■ **What the exercise asks**
Only the lines with "surface" in the entries below belong in the answer; please copy them.

Stored data entries
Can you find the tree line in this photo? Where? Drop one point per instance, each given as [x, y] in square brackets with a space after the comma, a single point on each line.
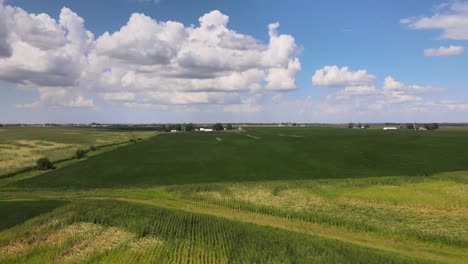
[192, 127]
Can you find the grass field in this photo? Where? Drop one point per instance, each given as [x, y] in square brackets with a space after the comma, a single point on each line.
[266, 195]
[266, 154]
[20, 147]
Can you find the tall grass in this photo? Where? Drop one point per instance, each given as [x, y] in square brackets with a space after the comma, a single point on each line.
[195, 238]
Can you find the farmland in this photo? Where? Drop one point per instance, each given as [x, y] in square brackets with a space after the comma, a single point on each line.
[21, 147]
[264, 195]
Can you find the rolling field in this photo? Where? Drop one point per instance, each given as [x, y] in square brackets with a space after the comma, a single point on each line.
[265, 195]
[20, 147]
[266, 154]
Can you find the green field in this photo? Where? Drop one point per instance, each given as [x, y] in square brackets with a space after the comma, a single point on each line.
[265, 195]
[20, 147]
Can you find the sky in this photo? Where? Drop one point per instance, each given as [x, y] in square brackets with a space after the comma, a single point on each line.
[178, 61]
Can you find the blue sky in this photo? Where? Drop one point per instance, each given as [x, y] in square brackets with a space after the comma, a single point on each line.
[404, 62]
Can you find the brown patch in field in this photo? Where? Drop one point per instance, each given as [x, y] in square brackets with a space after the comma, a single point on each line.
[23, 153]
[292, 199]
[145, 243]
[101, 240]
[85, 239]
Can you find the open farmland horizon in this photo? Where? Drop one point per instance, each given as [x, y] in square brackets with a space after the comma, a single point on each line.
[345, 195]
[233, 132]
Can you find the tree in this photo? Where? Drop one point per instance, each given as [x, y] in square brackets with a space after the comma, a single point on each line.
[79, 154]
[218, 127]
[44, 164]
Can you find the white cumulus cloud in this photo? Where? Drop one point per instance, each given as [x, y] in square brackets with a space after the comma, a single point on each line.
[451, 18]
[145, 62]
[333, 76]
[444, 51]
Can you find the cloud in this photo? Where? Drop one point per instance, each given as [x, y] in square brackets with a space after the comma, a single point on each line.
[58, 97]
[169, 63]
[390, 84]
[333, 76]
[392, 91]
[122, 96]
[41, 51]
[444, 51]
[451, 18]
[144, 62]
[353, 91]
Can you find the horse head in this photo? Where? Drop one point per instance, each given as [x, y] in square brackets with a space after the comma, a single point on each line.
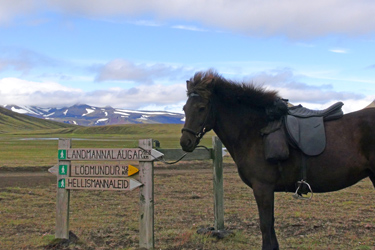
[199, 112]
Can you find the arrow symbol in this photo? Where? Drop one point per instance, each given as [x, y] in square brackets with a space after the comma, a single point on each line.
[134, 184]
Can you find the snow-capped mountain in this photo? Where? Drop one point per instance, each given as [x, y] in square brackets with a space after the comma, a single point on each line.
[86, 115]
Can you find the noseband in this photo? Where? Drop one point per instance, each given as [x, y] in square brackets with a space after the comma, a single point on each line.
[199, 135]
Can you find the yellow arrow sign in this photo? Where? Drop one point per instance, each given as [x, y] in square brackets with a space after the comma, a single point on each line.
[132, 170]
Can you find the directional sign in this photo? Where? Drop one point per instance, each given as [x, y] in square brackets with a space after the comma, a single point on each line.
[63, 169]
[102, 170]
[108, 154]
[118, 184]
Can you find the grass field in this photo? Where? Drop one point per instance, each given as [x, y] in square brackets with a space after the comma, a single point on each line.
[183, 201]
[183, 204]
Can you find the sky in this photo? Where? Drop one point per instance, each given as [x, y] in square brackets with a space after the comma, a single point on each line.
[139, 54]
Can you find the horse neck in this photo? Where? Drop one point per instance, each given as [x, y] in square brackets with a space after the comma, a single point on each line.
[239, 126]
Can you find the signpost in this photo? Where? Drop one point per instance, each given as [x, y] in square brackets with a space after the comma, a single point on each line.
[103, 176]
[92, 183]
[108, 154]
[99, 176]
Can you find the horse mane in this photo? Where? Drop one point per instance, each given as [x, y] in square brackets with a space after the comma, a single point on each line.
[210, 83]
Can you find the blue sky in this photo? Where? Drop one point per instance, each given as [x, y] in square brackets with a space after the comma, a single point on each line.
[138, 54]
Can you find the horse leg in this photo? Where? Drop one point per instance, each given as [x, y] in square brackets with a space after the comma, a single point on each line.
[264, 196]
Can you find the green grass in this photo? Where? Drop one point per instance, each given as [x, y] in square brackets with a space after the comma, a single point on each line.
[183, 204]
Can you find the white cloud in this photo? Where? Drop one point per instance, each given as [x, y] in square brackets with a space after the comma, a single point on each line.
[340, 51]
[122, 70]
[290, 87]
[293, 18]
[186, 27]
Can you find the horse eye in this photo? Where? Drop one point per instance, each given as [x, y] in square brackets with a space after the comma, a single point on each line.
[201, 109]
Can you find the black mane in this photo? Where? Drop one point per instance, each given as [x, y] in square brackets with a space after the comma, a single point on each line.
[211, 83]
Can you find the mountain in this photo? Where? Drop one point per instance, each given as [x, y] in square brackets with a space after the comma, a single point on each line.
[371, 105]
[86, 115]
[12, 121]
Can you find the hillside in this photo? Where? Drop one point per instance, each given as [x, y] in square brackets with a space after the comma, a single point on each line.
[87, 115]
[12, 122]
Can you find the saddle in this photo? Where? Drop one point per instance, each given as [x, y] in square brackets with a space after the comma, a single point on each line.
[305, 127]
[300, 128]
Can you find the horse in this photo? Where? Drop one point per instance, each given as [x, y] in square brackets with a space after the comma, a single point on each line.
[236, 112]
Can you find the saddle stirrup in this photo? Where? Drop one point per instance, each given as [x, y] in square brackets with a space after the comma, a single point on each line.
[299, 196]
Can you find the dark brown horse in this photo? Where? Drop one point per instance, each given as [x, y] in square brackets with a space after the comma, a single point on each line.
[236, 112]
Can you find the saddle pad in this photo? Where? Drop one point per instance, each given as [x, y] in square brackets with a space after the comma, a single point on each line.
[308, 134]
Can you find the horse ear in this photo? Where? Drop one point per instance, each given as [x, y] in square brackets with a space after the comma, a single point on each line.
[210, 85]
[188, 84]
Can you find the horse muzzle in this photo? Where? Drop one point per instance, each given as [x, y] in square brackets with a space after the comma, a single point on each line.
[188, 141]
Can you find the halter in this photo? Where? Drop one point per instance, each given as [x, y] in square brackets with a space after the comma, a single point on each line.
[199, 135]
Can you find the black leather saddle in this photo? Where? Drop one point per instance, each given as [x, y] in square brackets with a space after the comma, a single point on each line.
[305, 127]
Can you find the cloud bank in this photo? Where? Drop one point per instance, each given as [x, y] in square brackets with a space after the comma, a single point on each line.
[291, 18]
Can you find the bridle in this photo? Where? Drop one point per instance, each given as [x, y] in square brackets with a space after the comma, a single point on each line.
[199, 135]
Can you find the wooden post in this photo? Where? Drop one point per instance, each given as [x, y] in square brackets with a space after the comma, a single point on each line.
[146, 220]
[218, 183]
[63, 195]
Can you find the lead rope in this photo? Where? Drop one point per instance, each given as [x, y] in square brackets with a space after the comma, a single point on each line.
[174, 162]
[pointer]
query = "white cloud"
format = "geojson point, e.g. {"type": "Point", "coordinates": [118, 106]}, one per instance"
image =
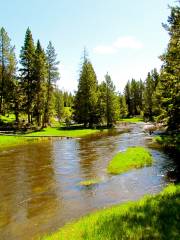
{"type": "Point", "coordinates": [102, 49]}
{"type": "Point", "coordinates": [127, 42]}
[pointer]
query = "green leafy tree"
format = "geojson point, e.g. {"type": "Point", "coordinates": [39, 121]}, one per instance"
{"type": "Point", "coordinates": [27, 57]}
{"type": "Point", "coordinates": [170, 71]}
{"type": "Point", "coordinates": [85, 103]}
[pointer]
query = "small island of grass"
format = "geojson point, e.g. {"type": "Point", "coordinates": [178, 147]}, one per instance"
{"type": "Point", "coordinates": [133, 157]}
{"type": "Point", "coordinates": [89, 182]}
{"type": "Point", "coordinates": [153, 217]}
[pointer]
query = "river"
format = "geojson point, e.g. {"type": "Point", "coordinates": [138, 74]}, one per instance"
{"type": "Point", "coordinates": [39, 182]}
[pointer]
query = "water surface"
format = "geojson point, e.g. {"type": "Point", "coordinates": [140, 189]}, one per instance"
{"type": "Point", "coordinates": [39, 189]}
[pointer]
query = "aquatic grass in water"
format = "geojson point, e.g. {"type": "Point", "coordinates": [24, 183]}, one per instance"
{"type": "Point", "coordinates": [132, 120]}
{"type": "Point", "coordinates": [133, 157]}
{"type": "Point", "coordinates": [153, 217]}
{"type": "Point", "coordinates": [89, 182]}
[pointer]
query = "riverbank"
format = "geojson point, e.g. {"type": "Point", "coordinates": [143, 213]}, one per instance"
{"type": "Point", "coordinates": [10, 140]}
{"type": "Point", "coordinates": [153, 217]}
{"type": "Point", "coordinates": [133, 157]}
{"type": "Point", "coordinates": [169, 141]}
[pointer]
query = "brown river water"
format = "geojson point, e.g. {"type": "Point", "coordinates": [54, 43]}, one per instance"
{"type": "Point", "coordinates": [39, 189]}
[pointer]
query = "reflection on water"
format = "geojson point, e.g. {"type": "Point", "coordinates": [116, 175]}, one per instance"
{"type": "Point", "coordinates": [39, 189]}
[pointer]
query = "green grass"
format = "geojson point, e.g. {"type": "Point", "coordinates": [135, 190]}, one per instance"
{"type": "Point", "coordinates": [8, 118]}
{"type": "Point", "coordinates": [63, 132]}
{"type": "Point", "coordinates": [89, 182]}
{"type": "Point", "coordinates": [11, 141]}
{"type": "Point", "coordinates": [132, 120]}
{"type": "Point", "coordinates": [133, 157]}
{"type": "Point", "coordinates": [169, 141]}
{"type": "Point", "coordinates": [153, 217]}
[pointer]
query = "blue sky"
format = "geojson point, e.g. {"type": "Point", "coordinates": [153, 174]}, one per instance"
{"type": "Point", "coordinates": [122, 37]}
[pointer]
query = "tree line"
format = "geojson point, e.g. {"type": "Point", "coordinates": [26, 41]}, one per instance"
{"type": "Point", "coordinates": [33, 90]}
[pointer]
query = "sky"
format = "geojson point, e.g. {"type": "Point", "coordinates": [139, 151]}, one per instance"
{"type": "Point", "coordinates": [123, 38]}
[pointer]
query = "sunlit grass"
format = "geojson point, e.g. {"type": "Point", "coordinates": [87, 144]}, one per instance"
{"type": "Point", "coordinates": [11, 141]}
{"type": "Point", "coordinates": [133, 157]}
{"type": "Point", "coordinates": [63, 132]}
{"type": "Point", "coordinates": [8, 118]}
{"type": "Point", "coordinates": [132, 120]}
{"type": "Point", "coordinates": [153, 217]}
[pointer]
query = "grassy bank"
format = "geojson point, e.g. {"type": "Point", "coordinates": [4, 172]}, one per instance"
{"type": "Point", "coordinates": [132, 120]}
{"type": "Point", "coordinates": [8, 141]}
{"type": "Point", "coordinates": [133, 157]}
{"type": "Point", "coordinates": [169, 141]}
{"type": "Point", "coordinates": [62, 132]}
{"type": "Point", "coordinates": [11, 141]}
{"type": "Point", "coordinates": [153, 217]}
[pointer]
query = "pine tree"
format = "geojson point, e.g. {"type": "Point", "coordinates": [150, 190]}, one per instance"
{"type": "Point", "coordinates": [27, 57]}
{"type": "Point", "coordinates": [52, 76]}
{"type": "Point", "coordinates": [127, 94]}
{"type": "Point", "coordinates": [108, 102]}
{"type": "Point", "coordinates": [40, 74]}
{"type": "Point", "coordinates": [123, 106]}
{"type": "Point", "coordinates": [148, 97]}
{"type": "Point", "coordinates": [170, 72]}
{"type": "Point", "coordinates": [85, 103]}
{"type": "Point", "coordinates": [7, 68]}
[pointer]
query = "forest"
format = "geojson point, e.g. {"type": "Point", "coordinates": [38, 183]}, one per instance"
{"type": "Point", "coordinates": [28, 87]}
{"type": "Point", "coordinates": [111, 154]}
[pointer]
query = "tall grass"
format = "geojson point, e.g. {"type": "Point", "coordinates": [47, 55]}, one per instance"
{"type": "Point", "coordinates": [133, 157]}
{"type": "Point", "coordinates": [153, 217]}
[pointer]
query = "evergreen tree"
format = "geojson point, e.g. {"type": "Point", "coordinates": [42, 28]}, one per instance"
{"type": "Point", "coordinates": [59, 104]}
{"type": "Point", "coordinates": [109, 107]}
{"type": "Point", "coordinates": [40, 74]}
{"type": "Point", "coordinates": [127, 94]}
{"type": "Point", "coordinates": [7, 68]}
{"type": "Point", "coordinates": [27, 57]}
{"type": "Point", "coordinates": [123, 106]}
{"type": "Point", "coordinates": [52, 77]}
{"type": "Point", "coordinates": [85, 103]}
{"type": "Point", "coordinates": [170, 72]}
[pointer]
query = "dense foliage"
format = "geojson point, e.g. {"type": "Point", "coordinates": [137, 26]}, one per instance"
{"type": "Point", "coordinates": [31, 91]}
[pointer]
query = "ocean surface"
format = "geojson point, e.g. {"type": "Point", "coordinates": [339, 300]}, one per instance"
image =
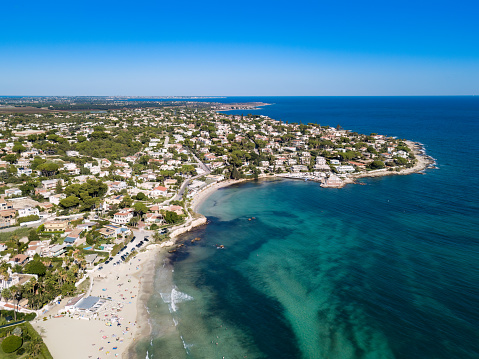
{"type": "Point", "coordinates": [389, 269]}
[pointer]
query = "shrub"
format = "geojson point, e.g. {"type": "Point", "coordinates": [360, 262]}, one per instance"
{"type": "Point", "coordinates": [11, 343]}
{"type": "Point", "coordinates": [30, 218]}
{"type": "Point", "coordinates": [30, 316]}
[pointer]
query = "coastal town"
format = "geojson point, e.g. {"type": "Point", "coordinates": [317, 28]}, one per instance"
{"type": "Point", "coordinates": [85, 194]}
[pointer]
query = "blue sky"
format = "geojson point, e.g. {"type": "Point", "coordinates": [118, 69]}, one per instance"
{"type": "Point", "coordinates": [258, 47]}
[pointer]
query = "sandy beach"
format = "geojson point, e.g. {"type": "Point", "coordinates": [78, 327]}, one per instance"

■ **Expected output**
query = "water surface"
query = "ocean surface"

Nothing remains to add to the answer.